Data provided ->
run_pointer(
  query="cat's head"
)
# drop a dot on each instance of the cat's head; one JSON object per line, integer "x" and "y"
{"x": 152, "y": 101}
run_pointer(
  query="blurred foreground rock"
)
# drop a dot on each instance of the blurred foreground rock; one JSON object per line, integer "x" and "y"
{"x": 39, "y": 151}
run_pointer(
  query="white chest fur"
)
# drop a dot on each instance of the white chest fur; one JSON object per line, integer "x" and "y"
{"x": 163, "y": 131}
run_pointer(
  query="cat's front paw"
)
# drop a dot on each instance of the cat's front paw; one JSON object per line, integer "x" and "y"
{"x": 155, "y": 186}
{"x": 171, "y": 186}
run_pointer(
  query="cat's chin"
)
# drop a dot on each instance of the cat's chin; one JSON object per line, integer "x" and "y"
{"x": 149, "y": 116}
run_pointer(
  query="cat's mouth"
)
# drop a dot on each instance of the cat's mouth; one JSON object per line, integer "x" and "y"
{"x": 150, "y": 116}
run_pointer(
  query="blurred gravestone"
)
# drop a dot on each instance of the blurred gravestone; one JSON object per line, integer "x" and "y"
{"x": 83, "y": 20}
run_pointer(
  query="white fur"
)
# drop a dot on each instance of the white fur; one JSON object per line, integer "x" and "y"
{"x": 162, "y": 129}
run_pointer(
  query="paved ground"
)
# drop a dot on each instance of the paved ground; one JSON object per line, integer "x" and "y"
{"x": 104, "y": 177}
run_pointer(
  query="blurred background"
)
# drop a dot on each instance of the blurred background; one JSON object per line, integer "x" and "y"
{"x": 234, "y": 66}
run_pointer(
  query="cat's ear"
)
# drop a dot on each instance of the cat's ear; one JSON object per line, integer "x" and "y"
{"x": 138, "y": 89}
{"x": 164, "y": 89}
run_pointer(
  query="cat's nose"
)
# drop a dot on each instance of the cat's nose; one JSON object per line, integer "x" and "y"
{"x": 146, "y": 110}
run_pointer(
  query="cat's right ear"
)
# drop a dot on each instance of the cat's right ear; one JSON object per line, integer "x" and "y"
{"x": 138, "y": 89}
* * *
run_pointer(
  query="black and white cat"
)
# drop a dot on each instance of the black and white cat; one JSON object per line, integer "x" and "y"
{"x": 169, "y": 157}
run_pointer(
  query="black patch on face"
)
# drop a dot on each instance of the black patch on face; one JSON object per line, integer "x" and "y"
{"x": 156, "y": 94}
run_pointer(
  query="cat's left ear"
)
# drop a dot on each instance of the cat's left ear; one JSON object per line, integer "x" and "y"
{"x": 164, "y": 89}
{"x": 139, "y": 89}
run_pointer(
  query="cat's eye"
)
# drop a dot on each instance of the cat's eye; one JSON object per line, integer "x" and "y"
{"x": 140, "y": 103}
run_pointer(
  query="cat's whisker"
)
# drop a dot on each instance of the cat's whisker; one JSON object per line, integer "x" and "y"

Task item -> In the listing, find every line containing the word "whisker" and list it.

Response to the task ->
  query="cat's whisker"
# drop a dot on each instance of the cat's whisker; one JSON object per line, integer "x" and "y"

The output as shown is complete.